→ **Reading text**
────────
If you are perimenopausal or menopausal and struggling with getting a good night's sleep, you are not alone.
Though many women can fall asleep just fine, staying asleep is a challenge for many women during this time of life. Women will usually develop more fragmented sleep; so you may be good for a few hours, but then struggle to get back to sleep after waking.
Hormones obviously play a major role in sleep disturbances – like night sweats – during the menopause transition, but there are other factors that get overlooked and may be underdiagnosed. Sleep apnea for example doesn’t show up with the same symptoms in women as it does in men, and it is a common cause of poor sleep.
To get good sleep – and you deserve to get good sleep – you need to get to the heart of what’s causing the issues.
────────
→ **Dataset excerpt**

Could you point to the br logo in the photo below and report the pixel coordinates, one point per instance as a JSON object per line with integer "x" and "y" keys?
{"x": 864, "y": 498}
────────
→ **Task statement**
Can you duplicate the passage of the menopause sleep text that begins at the words "If you are perimenopausal" and stops after "sleep after waking."?

→ **Your solution**
If you are perimenopausal or menopausal and struggling with getting a good night's sleep, you are not alone.
Though many women can fall asleep just fine, staying asleep is a challenge for many women during this time of life. Women will usually develop more fragmented sleep; so you may be good for a few hours, but then struggle to get back to sleep after waking.